--- Data entries ---

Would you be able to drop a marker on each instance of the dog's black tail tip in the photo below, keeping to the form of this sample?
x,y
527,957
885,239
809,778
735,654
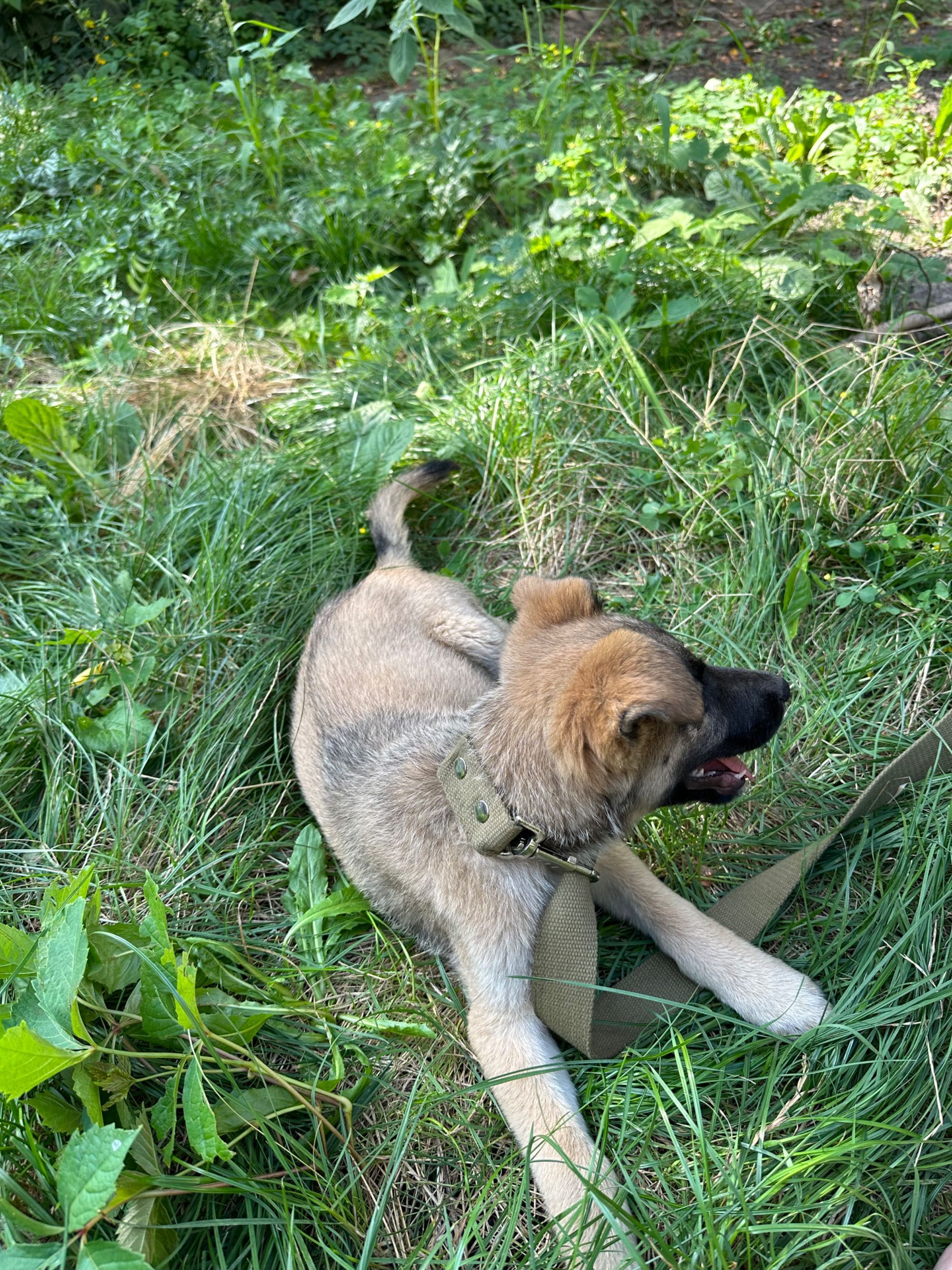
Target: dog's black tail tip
x,y
387,512
433,471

---

# What you are asked to do
Could you rescale the entries above by writing out every line again, requests included, with each x,y coordinate in the answers multiplied by 0.8 and rounded to the nearest whole number, halves rounded up? Keep the numbers in the requests as they are, and leave the pictures out.

# The result
Would you be able to drop a marker on each instance of the dog's black tail tip in the photo below, keeping to the form of this sample?
x,y
527,957
885,239
809,778
735,654
Target: dog's black tail tip
x,y
310,410
346,377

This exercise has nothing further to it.